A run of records

====

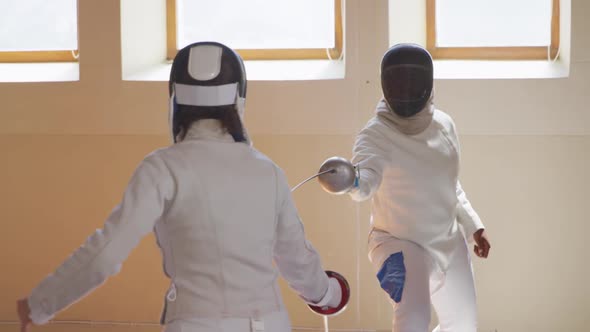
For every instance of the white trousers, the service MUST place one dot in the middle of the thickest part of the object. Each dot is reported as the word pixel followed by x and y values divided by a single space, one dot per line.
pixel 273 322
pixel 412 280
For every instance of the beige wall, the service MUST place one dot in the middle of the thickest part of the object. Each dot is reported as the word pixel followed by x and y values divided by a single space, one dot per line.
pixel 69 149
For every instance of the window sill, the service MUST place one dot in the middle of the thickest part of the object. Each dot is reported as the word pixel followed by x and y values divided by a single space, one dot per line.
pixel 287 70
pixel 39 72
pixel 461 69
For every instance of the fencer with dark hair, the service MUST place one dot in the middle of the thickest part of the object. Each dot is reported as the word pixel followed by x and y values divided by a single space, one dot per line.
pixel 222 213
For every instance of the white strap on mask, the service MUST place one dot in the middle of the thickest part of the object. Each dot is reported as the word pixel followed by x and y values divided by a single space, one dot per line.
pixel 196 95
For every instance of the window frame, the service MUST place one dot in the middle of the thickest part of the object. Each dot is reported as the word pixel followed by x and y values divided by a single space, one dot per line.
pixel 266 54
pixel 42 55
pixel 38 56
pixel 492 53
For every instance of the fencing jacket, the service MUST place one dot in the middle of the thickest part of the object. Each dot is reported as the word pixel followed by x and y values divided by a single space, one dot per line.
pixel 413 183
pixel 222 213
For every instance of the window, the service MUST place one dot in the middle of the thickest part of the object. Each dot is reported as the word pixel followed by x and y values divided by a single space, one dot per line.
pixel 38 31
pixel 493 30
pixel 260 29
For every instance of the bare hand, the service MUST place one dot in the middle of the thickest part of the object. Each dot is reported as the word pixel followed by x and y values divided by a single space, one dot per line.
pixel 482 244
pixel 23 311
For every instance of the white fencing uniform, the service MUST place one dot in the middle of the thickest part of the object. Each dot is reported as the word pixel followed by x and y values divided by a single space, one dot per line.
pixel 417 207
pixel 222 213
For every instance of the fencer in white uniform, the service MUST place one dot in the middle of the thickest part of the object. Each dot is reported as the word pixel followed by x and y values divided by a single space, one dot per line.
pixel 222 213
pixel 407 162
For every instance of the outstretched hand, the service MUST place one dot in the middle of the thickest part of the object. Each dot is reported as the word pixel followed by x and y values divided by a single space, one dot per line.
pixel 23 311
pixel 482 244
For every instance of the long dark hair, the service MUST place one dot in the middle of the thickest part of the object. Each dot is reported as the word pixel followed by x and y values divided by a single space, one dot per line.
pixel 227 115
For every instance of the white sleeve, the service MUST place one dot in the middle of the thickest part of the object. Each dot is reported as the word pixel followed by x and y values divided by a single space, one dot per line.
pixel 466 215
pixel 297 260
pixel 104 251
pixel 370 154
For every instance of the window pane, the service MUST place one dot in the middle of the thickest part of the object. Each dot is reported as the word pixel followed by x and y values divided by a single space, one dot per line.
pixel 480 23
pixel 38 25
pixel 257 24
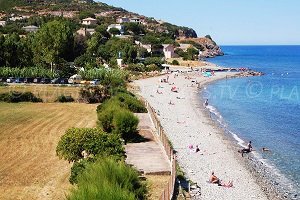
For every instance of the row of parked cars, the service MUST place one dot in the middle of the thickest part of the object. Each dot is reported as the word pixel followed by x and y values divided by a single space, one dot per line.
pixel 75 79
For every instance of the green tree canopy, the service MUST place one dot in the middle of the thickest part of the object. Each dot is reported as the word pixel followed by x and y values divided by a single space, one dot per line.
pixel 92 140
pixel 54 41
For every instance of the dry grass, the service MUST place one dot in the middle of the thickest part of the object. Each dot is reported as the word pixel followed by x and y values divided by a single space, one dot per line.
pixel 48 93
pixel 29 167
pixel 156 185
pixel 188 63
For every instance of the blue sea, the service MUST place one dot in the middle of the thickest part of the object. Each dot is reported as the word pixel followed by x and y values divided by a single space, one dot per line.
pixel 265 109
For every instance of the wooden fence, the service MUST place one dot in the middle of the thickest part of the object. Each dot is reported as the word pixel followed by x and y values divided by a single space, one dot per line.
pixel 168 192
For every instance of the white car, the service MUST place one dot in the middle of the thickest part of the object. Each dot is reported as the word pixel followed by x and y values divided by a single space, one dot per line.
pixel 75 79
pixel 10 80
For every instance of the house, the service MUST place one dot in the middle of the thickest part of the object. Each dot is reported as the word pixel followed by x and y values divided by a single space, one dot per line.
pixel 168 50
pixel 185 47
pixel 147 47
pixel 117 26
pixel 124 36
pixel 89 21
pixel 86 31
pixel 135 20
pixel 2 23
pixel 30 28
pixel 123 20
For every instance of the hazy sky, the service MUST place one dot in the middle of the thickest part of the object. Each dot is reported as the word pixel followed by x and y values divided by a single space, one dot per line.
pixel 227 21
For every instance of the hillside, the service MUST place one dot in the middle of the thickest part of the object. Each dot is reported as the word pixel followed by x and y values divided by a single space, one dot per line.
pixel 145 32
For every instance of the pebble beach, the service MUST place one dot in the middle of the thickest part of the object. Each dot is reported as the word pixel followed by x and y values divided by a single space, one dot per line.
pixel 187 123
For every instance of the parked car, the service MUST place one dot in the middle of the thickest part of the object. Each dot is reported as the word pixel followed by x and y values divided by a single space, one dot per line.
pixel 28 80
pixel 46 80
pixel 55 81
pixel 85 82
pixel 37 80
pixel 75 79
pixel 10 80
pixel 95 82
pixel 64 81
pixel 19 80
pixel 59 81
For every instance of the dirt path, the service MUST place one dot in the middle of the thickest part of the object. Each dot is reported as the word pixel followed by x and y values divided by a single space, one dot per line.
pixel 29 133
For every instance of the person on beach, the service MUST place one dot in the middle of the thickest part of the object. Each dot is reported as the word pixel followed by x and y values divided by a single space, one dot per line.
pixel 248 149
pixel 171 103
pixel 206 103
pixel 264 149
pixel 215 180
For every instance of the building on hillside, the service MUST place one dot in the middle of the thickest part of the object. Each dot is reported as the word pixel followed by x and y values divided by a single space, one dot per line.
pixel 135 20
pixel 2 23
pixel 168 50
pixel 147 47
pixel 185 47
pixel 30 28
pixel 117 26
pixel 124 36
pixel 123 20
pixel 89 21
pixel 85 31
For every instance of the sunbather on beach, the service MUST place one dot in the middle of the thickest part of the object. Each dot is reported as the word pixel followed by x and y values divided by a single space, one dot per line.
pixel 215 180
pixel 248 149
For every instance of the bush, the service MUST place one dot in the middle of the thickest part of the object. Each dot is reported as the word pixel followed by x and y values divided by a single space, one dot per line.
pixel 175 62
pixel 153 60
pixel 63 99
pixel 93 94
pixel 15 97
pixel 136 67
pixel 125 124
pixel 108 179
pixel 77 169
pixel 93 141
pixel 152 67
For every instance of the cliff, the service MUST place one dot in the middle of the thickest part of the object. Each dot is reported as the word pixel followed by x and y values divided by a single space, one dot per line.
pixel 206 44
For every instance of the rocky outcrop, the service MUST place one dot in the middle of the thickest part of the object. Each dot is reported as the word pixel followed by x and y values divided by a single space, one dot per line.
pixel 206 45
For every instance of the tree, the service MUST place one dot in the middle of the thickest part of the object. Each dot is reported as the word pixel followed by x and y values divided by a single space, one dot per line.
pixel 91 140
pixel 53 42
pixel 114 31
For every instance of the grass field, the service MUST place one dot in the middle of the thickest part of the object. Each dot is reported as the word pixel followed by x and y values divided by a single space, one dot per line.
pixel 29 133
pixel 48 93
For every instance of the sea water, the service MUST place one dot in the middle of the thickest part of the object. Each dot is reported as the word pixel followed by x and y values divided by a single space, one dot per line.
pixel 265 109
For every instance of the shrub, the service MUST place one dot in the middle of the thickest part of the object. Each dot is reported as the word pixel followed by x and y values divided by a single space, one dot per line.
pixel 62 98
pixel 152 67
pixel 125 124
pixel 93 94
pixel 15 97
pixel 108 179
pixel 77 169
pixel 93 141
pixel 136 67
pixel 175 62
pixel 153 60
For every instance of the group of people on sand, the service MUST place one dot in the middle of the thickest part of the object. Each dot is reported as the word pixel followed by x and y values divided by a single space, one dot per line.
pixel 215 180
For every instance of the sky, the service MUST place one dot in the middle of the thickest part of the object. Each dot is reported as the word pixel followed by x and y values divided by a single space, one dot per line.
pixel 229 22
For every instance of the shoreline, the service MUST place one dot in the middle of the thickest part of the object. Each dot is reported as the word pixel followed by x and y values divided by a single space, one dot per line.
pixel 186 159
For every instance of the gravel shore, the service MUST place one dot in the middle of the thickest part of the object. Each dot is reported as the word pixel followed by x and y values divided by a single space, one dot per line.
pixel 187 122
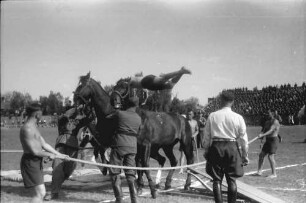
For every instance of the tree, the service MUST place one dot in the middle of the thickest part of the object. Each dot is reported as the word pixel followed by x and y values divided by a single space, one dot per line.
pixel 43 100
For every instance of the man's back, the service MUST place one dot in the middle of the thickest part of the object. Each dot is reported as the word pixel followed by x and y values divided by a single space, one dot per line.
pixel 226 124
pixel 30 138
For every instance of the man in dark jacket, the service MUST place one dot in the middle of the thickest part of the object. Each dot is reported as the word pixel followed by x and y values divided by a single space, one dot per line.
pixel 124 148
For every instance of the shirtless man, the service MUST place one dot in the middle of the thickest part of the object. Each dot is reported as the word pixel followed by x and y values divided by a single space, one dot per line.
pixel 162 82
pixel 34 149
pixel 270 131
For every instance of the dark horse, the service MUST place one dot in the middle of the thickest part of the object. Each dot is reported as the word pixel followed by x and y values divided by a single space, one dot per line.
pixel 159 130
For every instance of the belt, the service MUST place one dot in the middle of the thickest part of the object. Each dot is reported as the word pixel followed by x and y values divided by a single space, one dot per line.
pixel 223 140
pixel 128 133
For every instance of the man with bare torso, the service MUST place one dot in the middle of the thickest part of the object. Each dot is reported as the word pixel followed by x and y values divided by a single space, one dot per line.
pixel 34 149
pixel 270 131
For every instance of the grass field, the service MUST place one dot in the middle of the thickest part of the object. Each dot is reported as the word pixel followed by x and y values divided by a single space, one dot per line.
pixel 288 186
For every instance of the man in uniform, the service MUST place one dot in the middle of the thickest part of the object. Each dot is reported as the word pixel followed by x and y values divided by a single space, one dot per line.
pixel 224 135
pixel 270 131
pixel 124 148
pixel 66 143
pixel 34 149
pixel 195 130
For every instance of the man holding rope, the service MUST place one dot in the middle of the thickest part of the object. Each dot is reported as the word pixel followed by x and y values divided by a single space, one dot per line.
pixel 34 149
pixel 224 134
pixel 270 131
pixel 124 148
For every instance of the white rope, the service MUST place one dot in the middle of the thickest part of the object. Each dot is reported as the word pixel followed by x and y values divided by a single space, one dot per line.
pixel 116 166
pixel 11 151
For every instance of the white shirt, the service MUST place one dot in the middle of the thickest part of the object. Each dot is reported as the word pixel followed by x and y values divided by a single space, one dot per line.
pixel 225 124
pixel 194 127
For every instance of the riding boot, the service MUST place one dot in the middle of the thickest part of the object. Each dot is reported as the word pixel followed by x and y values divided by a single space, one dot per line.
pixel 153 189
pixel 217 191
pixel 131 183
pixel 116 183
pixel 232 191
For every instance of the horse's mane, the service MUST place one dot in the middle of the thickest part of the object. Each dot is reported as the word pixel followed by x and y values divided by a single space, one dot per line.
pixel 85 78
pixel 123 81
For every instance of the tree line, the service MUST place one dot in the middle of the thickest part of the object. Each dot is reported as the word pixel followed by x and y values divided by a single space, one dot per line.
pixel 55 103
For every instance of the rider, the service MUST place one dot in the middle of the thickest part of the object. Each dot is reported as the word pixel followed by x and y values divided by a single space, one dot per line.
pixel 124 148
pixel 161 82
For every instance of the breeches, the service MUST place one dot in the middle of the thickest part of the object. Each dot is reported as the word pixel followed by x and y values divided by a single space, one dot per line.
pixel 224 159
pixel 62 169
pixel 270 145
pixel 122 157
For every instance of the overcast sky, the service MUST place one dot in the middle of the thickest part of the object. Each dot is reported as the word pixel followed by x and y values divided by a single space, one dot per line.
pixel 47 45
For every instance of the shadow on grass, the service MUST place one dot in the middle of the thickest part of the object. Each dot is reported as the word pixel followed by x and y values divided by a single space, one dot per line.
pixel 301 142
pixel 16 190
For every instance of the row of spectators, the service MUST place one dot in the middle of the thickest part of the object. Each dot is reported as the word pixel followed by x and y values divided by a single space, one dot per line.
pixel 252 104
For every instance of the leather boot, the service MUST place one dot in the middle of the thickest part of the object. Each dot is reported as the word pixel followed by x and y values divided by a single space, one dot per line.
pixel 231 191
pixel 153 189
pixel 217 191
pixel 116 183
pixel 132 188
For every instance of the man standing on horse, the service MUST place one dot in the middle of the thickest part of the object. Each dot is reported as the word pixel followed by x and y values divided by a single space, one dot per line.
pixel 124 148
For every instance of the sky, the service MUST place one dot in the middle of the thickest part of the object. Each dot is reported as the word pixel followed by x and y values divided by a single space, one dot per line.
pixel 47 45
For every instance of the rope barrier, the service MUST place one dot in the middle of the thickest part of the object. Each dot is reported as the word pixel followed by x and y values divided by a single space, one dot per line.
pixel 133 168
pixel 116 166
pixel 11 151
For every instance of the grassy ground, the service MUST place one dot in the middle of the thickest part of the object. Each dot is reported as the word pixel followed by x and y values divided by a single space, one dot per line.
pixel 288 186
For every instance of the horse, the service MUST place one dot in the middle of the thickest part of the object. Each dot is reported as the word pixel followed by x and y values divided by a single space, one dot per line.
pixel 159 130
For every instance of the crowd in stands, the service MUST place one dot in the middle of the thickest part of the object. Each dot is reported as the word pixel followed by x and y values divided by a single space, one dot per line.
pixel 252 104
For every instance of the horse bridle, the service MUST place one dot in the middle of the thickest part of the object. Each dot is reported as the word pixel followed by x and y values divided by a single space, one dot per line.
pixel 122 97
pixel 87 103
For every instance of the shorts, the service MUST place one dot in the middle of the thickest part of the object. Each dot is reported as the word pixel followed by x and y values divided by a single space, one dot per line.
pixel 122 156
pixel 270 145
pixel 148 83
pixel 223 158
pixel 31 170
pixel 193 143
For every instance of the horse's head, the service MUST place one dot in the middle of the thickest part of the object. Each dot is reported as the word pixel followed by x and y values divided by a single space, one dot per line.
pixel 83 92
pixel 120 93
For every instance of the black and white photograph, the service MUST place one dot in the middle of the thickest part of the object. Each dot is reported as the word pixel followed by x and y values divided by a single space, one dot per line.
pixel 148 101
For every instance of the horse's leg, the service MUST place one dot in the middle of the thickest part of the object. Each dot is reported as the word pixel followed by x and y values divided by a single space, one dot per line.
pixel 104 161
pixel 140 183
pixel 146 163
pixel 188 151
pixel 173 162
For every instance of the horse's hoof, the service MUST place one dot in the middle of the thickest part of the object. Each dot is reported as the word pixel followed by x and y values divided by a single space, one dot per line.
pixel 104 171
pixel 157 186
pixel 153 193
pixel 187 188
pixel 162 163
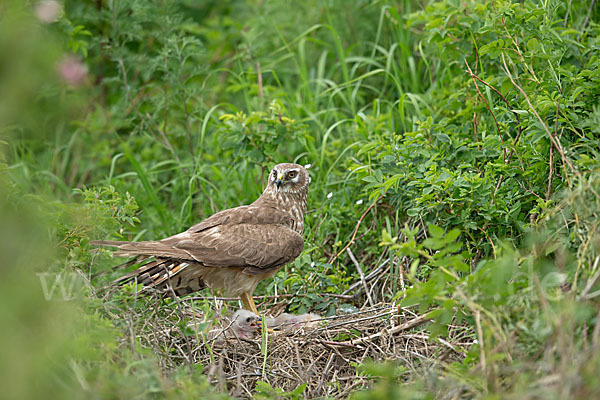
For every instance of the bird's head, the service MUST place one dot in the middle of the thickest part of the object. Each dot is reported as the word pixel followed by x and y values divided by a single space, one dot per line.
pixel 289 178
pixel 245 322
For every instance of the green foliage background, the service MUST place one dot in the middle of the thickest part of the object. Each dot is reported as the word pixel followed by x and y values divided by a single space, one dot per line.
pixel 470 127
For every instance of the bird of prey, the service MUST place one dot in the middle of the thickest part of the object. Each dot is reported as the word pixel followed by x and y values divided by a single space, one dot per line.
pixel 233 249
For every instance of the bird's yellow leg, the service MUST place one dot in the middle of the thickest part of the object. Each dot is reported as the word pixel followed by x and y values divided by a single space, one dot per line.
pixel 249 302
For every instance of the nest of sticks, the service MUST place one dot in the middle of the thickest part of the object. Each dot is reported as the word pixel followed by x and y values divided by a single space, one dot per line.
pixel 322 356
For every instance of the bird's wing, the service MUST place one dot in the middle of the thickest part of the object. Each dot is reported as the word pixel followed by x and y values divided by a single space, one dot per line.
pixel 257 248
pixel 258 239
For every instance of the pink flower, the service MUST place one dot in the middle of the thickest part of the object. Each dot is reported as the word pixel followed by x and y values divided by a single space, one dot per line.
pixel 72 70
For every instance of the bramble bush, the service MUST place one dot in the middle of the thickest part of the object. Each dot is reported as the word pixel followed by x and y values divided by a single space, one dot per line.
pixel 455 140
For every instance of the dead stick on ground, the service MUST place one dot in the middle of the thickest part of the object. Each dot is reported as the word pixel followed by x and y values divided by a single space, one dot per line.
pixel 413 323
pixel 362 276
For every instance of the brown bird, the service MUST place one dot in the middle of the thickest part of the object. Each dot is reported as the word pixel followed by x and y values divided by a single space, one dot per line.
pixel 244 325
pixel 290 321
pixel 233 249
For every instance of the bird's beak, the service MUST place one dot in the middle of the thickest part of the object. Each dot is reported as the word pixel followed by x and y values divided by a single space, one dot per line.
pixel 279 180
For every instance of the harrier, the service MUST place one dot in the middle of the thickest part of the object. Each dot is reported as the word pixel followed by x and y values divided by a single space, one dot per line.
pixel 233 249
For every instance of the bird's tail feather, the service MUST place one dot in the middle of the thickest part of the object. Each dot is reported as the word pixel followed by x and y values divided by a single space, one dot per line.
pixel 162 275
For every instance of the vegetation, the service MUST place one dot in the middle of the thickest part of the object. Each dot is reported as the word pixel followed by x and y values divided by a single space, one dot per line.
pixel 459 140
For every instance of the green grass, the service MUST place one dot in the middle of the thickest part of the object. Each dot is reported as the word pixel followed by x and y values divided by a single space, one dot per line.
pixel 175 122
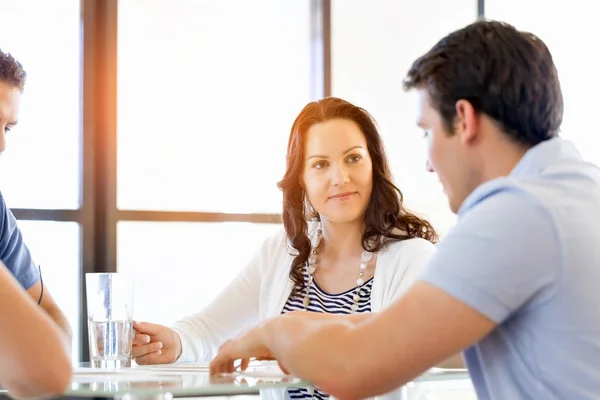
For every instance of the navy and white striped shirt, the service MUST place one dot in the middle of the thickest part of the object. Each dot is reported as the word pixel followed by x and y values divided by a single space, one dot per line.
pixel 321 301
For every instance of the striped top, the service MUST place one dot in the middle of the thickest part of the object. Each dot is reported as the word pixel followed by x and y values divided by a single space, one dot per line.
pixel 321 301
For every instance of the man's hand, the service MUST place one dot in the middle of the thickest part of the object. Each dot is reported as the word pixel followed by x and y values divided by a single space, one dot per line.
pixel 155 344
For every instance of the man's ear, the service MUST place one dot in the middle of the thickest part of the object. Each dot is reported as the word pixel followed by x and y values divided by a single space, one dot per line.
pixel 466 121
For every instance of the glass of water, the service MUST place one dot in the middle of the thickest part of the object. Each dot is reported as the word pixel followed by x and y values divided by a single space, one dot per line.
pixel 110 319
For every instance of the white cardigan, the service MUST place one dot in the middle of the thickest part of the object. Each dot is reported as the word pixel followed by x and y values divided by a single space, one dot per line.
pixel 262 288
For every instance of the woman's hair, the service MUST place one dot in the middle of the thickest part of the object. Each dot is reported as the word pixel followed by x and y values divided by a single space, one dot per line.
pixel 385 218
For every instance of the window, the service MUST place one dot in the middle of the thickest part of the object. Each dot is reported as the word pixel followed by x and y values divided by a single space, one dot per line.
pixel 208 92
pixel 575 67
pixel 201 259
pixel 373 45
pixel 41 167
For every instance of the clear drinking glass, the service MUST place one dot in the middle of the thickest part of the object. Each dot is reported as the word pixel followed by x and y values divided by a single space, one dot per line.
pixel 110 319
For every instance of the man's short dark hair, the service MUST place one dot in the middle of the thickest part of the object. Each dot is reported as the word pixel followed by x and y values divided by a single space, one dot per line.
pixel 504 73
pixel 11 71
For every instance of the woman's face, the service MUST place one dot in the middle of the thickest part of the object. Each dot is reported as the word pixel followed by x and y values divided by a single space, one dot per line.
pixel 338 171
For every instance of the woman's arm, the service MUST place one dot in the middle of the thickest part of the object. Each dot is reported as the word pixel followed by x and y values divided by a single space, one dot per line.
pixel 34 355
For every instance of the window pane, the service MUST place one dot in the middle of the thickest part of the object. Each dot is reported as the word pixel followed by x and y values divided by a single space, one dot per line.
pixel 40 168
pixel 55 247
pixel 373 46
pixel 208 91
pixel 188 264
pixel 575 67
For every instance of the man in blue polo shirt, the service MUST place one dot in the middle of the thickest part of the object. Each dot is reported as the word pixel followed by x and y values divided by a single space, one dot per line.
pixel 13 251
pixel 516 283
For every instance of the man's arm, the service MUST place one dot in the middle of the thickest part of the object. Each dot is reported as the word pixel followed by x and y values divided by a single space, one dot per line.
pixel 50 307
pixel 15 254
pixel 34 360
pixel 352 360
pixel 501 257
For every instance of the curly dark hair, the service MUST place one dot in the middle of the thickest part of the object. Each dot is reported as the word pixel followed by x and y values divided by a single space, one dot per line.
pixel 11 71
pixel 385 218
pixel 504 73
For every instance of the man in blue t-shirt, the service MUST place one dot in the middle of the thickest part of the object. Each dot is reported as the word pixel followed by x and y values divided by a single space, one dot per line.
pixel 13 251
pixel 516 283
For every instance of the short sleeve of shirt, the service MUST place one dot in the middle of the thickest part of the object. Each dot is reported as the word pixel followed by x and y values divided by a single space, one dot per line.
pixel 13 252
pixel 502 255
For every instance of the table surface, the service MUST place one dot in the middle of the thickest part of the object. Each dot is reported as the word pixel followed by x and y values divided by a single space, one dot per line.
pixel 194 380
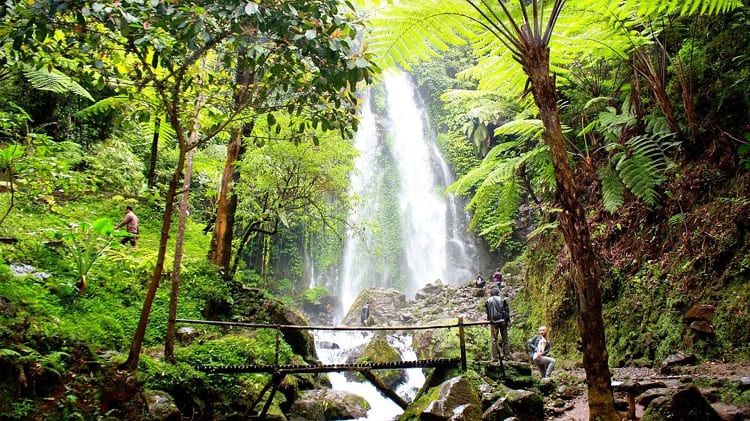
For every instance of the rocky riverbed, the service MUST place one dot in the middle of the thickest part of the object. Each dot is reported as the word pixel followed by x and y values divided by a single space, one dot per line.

====

__What is asked__:
Repeat the lines of the listing from the line with "For every instance of the beige" up to and including the line with "pixel 69 149".

__The answer__:
For every instance of the beige wall, the service MUST place one dot in the middle of the thickest part of the object. Each dot is reported as the word pixel followed by x and y values divided by a single space, one dot per line.
pixel 69 149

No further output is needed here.